§ **やること**:
1. サイバー戦争に関する文章のうち、「これにより複数のサーバをコン」から「そしてそれらの事前情報は中国ブラックマーケットにも無数に存在する。」までを、両端の語句も含めて一字一句そのまま繰り返してください。
2. サイバー戦争に関する文章によると、サイバー攻撃はどのような機会に合わせて発生することが多いですか。

サイバー戦争とは、コンピュータを使いインターネット上で敵対する国家や企業、集団、個人等に対
して攻撃し、国家機密や経済に対する情報システムの機能停止や不正操作、情報の窃取などの
行為の事を言う。つまりこれもまたサイバー攻撃であることに間違いない。

このようなサイバー攻撃は、国家的な行事や社会・経済変動などに合わせて発生することが多く、
また日本に対しては政治的な事象などから反日感情が爆発するようなときに発生することもある。

しかし単純な感情だけでサイバー攻撃をしても簡単に成功するとは限らない。
つまりハッカーは、いざという時のために日常的に様々な情報収集を繰り返し行っているのである。

最終的な目的が敵対国家に対する被害発生を狙うのか、攻撃者の利益のための金銭搾取
なのかという違いはあるが、先日ニュースになったVPNの権限情報流出のニュース等も、サイバー
攻撃を行うための情報収集であり、その準備の一つである。
脆弱なサーバを事前にハッキングしてその情報を維持、共有する。更に悪性プログラムを仕込み、
自由に出入りできるようにバックドアを設置し、リモートでサーバをコントロールできるようにする。
これにより複数のサーバをコントロールし、踏み台にして最終ターゲットに対して攻撃をするのである。

まずは相手の状況を把握し、自分の支配下におく機器を増やすことがサイバー攻撃を行う際に
優位に進められるからである。
そういう意味では、ハッカー達は念入りに落ち度なく着々と情報収集を進め攻撃するための各種
情報が存在する。
そしてそれらの事前情報は中国ブラックマーケットにも無数に存在する。

中国ブラックマーケットにある情報は日本の情報だけではない。世界中のハッキング情報が存在し
ていてハッキングした情報の売買だけでなく技術情報や様々な分析レポートなども存在する。
「ハッキングしたサーバの権限情報」「ハッキング時に利用できる不正プログラム」「ハッキング技術
情報」「セキュリティ製品の回避方法」「多要素認証の無効化の方法」「ログの痕跡削除方法」

§ **データ部分**:

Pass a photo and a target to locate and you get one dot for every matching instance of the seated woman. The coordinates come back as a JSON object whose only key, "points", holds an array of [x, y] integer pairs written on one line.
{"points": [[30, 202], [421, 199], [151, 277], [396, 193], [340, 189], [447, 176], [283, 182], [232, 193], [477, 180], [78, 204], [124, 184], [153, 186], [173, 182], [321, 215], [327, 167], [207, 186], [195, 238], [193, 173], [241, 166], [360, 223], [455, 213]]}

§ **回答**:
1.
これにより複数のサーバをコントロールし、踏み台にして最終ターゲットに対して攻撃をするのである。

まずは相手の状況を把握し、自分の支配下におく機器を増やすことがサイバー攻撃を行う際に
優位に進められるからである。
そういう意味では、ハッカー達は念入りに落ち度なく着々と情報収集を進め攻撃するための各種
情報が存在する。
そしてそれらの事前情報は中国ブラックマーケットにも無数に存在する。

2. 国家的な行事や社会・経済変動などに合わせて発生することが多いです。